**Consegna:**
Scrivi il seguito della discussione sul forum riguardo a Tiscali, partendo subito dopo l'ultima riga riportata.

**Estratto del documento:**
Evviva Tiscali!!!  :Very Happy: 

Scusate l'ot ma questa la dovevo pubblicizzare...  :Very Happy: 

----------

## Josuke

alleeee per curiosità..che linea avevi?

----------

## stuart

speriamo che queste mosse facciano decidere alla telecom di fare lo stesso

----------

## calvizia

Tiscali rulezz.... io sto aspettando la 4mb e se è arrivata a firenze spero che arrivi presto anche da meeeee............

----------

## Josuke

parlano anche di 12 mb  :Smile: 

----------

## Cazzantonio

 *Josuke wrote:*   

> alleeee per curiosità..che linea avevi?

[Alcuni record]
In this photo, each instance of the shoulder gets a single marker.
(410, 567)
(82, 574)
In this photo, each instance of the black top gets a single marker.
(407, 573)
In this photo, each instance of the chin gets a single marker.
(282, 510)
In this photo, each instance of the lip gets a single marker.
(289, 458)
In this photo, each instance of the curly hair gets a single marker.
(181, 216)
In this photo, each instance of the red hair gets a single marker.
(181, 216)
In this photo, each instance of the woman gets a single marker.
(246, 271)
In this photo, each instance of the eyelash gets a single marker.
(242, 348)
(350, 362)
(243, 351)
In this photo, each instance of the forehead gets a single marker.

**Risposta:**
avevo una 640, che in origine era una 320 peraltro...   :Very Happy: 

A me bastano e avanzano 2 megabit per ora, ancheperchè non capisco come facciano a far passare 4 megabit attraveso dei doppini vecchi come il cucco come quelli che ci sono nella stragrande maggioranza dell'Italia... figuriamoci 12! (si tratta però di adsl2 in quel caso...)

----------

## alkaid

cos'è stà adsl2? nuova tecnologia? è già in uso? dove posso trovatre info?

----------

## silian87

Spero solo che la telecom si degni di:

1) Diminuire il prezzo

2) Aumentare la velocita'

Almeno la seconda (che e' piu' probabile)

----------

## hardskinone

Io ho avuto conferma che le "vecchie" 640 di libero saranno portate a 1,2Mbits dove possibile. Nel frattempo mi hanno portato il costo dell'abbonamento a quello delle nuove flat.

----------

## Josuke

 *Cazzantonio wrote:*   

>  *Josuke wrote:*   alleeee per curiosità..che linea avevi? 
> 
> avevo una 640, che in origine era una 320 peraltro...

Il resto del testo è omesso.